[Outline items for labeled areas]

##############################

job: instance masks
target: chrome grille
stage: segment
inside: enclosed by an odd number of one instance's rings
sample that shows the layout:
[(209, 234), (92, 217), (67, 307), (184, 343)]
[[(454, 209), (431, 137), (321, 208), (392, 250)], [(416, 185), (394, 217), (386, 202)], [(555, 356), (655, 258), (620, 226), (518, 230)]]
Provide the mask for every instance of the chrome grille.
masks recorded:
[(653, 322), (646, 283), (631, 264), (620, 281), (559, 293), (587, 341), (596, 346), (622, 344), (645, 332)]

##############################

> _Problem_
Reproduce all of the material above verbatim, line by line, without any alteration.

> _Written solution_
job: instance masks
target: chrome grille
stage: segment
inside: enclosed by an odd number of one instance's rings
sample that shows the layout:
[(209, 234), (92, 217), (67, 307), (184, 343)]
[[(454, 209), (431, 137), (321, 208), (392, 250)], [(416, 185), (394, 217), (386, 202)], [(555, 356), (655, 258), (620, 226), (518, 230)]]
Provide the mask for every instance of the chrome grille.
masks recorded:
[(653, 322), (646, 283), (631, 264), (620, 281), (559, 293), (587, 341), (596, 346), (622, 344), (645, 332)]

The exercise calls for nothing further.